*PASSAGE FOR REVIEW*
::::

Activation of the endocannabinoid receptors on sperm can also inhibit capacition-induced acrosomal induction– a process where the sperm changed its head structure in order to successfully penetrate an egg. Not undergoing this process makes a sperm ineffective.
A majority of the early research surrounding the effects of marijuana on fertility concentrated on the observation that sperm would become hyperactive after ejaculation, rendering them “burnt out” and incapable of reaching the egg. THC can also initiate sperm cell suicide: apoptosis. A majority of these effects are attributed to THC and anandamide (a neurotransmitter released by the endocannabinoid system) causing abnormal mitochondrial activity within sperm.
A majority of the early research surrounding the effects of marijuana on fertility concentrated on the observation that sperm would become hyperactive after ejaculation, rendering them “burnt out” and incapable of sustaining the stamina necessary to reach the egg.

::::

*DATASET ENTRIES*
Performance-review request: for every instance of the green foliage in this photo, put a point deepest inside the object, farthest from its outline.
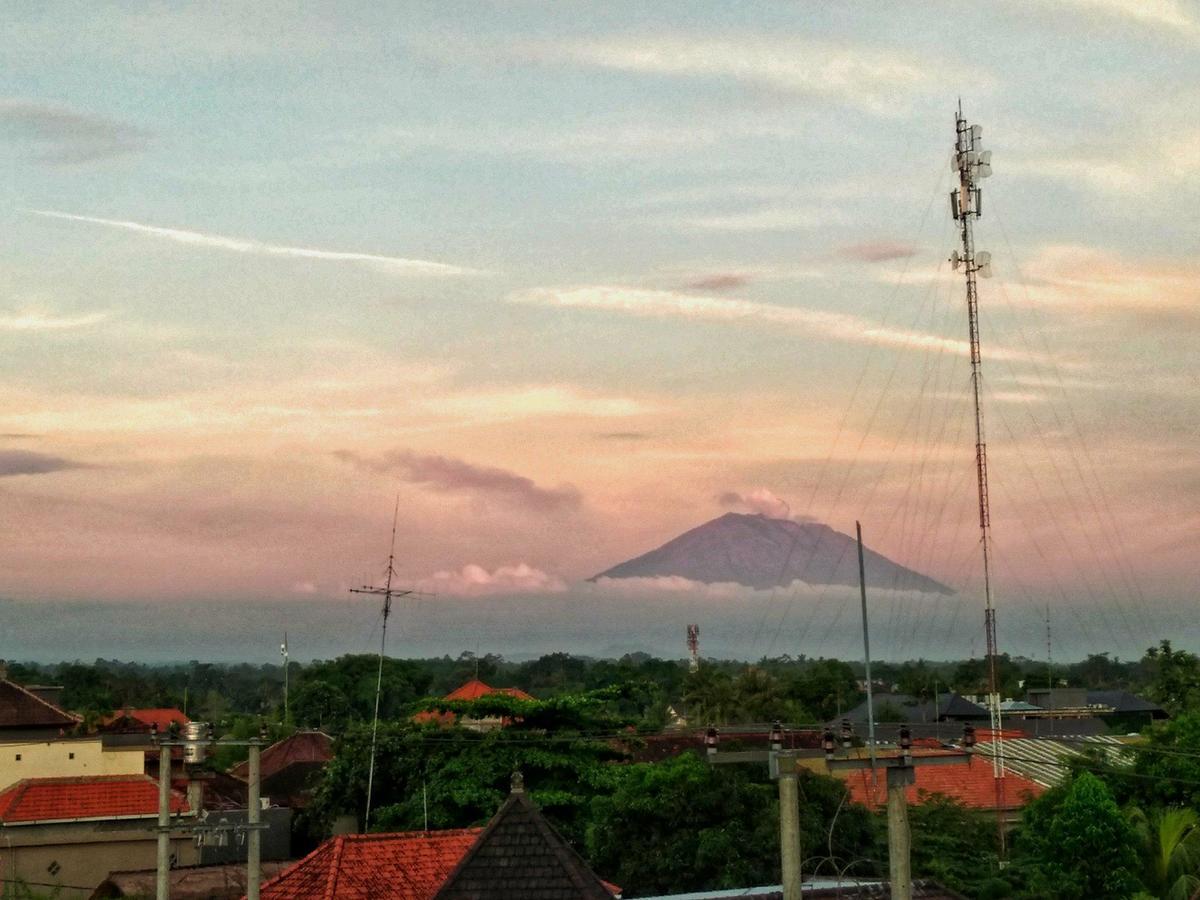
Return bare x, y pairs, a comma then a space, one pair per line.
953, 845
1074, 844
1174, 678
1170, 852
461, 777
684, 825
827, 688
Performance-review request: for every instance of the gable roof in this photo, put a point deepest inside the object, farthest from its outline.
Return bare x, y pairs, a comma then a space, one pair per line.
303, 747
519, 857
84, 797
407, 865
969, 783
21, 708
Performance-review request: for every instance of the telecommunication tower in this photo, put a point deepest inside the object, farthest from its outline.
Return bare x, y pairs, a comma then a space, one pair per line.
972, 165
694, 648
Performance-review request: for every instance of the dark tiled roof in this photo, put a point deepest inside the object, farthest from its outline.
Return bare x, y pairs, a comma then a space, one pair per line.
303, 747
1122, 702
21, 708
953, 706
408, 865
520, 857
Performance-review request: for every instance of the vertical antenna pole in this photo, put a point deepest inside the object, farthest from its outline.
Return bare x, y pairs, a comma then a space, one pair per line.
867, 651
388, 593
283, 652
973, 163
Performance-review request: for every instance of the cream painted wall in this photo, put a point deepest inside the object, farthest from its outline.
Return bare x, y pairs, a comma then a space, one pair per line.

::::

*EXPLORE THE MATERIAL*
[1] In the passage on marijuana and fertility, what do THC and anandamide cause within sperm?
[2] Update the part of the passage on marijuana and fertility starting at "Activation of the" and ending at "activity within sperm.", putting "cannabis" in place of "marijuana".
The rows have nothing to do with the text.

*ANSWER SECTION*
[1] Abnormal mitochondrial activity.

[2]
Activation of the endocannabinoid receptors on sperm can also inhibit capacition-induced acrosomal induction– a process where the sperm changed its head structure in order to successfully penetrate an egg. Not undergoing this process makes a sperm ineffective.
A majority of the early research surrounding the effects of cannabis on fertility concentrated on the observation that sperm would become hyperactive after ejaculation, rendering them “burnt out” and incapable of reaching the egg. THC can also initiate sperm cell suicide: apoptosis. A majority of these effects are attributed to THC and anandamide (a neurotransmitter released by the endocannabinoid system) causing abnormal mitochondrial activity within sperm.